** Begin DATA ROWS **

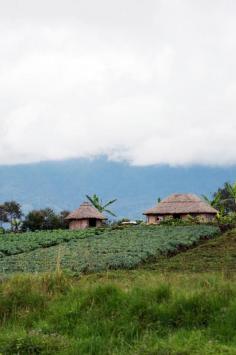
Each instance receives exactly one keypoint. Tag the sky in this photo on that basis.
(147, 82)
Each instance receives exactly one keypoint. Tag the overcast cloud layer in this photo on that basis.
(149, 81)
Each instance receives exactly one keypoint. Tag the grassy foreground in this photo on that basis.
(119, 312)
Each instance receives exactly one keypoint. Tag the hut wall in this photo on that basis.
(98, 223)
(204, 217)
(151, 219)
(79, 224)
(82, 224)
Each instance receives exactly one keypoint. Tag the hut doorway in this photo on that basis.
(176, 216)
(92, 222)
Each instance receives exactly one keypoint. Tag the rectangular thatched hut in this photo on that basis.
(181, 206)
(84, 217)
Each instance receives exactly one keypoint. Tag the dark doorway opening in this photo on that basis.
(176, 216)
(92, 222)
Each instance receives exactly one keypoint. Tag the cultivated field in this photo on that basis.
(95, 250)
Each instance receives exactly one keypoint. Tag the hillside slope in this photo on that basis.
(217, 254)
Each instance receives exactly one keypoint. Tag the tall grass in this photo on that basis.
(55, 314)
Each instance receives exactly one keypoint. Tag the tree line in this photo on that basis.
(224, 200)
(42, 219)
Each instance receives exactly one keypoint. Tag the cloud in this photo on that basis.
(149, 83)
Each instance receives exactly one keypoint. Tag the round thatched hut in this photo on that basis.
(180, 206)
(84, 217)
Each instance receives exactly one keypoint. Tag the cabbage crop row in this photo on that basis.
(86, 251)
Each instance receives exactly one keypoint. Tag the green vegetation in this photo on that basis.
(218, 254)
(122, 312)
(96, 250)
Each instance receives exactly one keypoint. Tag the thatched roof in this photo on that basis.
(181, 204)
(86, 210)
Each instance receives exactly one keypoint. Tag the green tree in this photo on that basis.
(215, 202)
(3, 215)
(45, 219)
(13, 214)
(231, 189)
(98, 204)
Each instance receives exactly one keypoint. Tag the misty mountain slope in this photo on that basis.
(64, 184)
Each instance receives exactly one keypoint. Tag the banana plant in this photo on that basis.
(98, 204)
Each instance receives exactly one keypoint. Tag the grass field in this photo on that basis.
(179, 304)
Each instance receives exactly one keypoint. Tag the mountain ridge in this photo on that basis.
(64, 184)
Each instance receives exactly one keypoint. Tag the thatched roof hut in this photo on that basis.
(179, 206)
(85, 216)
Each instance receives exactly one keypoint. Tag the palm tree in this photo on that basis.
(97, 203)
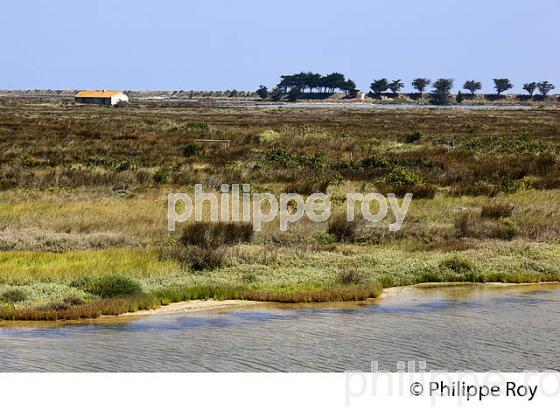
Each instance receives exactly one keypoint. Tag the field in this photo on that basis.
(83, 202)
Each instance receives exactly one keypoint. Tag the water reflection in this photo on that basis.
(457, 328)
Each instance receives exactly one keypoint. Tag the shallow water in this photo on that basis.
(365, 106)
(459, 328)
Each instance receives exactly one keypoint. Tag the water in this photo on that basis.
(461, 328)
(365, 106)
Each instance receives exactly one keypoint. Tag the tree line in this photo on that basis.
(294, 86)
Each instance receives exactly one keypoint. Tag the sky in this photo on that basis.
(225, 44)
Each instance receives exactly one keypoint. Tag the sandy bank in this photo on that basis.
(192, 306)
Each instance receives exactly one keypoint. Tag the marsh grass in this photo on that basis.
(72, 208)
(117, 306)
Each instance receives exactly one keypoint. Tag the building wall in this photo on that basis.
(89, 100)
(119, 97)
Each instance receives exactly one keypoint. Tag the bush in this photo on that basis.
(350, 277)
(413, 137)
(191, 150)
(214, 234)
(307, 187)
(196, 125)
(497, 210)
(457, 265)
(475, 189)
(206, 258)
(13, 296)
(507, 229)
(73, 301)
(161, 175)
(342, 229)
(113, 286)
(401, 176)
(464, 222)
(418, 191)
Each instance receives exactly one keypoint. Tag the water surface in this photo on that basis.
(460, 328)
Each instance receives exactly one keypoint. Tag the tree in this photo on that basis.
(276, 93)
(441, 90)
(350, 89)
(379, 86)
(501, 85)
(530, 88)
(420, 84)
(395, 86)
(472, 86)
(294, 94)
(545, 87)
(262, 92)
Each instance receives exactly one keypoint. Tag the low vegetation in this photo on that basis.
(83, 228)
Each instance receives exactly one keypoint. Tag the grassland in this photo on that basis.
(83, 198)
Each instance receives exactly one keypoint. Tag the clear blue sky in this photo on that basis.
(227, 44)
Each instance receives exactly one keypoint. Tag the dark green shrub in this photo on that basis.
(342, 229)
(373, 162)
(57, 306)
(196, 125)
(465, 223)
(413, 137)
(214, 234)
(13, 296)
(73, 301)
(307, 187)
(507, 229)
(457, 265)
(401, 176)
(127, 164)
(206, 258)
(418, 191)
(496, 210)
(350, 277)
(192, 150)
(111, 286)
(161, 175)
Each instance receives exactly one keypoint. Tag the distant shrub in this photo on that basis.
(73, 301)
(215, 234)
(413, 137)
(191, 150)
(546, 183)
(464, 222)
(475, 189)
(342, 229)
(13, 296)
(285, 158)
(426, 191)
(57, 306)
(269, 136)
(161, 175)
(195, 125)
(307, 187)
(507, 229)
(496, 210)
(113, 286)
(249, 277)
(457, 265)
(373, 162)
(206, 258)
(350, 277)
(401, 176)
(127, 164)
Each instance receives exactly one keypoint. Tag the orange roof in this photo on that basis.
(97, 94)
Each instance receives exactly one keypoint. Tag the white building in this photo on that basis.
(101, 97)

** End DATA ROWS **

SET TASK:
Transcribe the whole listing exactly. Pictures stay out of your copy.

REPLY:
Each instance receives exactly one keypoint. Tag the sky in this photo on that basis.
(147, 82)
Each instance receives exactly one keypoint. Tag the overcast cloud layer in this photo on that basis.
(149, 81)
Each instance receives exactly one keypoint. Tag the grassy foreground in this photo on that basis.
(119, 312)
Each instance receives exactly one keypoint. Tag the hut wall in this photo on that basis.
(98, 223)
(204, 217)
(151, 219)
(79, 224)
(82, 224)
Each instance receives exactly one keypoint. Tag the hut doorway in this photo on that basis.
(176, 216)
(92, 222)
Each instance receives exactly one keypoint. Tag the rectangular thatched hut in this photo on that basis.
(181, 206)
(84, 217)
Each instance receives exactly one keypoint. Tag the dark doorway opening in this photo on that basis.
(176, 216)
(92, 222)
Each instance receives exactly one keypoint. Tag the cultivated field in this photo on that basis.
(95, 250)
Each instance receives exactly one keypoint. Tag the hillside slope in this photo on that basis.
(217, 254)
Each instance receives exactly one keypoint. Tag the tall grass in this photo on that basis.
(55, 314)
Each instance receives exactly one keypoint. Tag the tree line in this photo on that basis.
(224, 200)
(42, 219)
Each instance receives exactly one keypoint. Tag the cloud in this photo on that basis.
(149, 83)
Each instance receives exactly one keypoint. Tag the round thatched hut in this photo on that basis.
(180, 206)
(84, 217)
Each instance receives exactly one keypoint. Tag the cabbage crop row in this photo on that basis.
(86, 251)
Each instance receives exactly one keypoint. Tag the green vegetation in this photo on that basis.
(218, 254)
(122, 312)
(96, 250)
Each instance receives exactly one keypoint. Tag the thatched roof in this photo on that basis.
(181, 204)
(86, 210)
Each instance receives exactly one keypoint. Tag the green tree in this photo on that basis.
(215, 202)
(3, 215)
(45, 219)
(13, 214)
(231, 189)
(98, 204)
Each instance receives exactly one keypoint. Tag the misty mountain slope in this photo on that basis.
(64, 184)
Each instance receives exactly one keypoint. Tag the banana plant in this photo on that basis.
(98, 204)
Each instance receives exactly one keypoint. Tag the grass field in this photo on that basis.
(179, 304)
Each instance receives exactly one keypoint. Tag the mountain ridge in this photo on that basis.
(64, 184)
Each instance receives exactly one keypoint. Tag the thatched roof hut in this photo on that basis.
(179, 206)
(85, 216)
Each instance receives exactly one keypoint. Tag the palm tree in this photo on that basis.
(97, 203)
Each instance receives exactly one keypoint. Tag the field in this photo on that basis.
(83, 202)
Each instance receives exactly one keypoint. Tag the water reflection in this photo on that basis.
(457, 328)
Each instance receives exactly one keypoint. Tag the shallow water in this photo on that basis.
(365, 106)
(459, 328)
Each instance receives exactly one keypoint. Tag the water in this photo on that basis.
(461, 328)
(365, 106)
Each instance receives exactly one keypoint. Tag the tree line in this photo on that basis.
(294, 86)
Each instance receives exactly one keypoint. Tag the sky in this photo on that basis.
(225, 44)
Each instance receives exactly one keypoint. Tag the sandy bank in this photo on that basis.
(192, 306)
Each instance receives exactly one keypoint. Tag the marsh grass in this photo on that basis.
(72, 208)
(117, 306)
Each instance receives exactly one keypoint. Tag the building wall in this photo on that basis.
(89, 100)
(119, 97)
Each instance receives exactly one keypoint. Tag the bush in this photo on that basis.
(350, 277)
(413, 137)
(191, 150)
(214, 234)
(307, 187)
(196, 125)
(497, 210)
(457, 265)
(475, 189)
(206, 258)
(13, 296)
(507, 229)
(73, 301)
(161, 175)
(342, 229)
(113, 286)
(401, 176)
(464, 222)
(418, 191)
Each instance receives exactly one keypoint. Tag the water surface in this photo on that basis.
(460, 328)
Each instance receives exactly one keypoint. Tag the tree in this photo on that basis.
(276, 93)
(441, 90)
(350, 89)
(379, 86)
(501, 85)
(530, 88)
(420, 84)
(395, 86)
(472, 86)
(294, 94)
(545, 87)
(262, 92)
Each instance receives exactly one keypoint. Tag the low vegetation in this photo on that basis.
(83, 228)
Each instance receives exactly one keypoint. Tag the grassland in this photo on that basis.
(83, 198)
Each instance receives exactly one keypoint. Tag the clear blue sky in this photo on that basis.
(227, 44)
Each instance receives exactly one keypoint. Tag the dark green shrub in this photo on that basis.
(342, 229)
(373, 162)
(57, 306)
(196, 125)
(465, 223)
(413, 137)
(214, 234)
(13, 296)
(73, 301)
(307, 187)
(507, 229)
(457, 265)
(401, 176)
(127, 164)
(206, 258)
(418, 191)
(496, 210)
(350, 277)
(192, 150)
(111, 286)
(161, 175)
Each instance receives exactly one keypoint. Tag the distant shrub in this photo on that basis.
(73, 301)
(215, 234)
(413, 137)
(191, 150)
(546, 183)
(464, 222)
(475, 189)
(342, 229)
(13, 296)
(285, 158)
(426, 191)
(57, 306)
(269, 136)
(161, 175)
(195, 125)
(307, 187)
(507, 229)
(496, 210)
(113, 286)
(249, 277)
(457, 265)
(373, 162)
(206, 258)
(350, 277)
(401, 176)
(127, 164)
Each instance receives exactly one keypoint. Tag the orange roof in this photo on that basis.
(97, 94)
Each instance receives exactly one keypoint. Tag the white building in this photo on that basis.
(101, 97)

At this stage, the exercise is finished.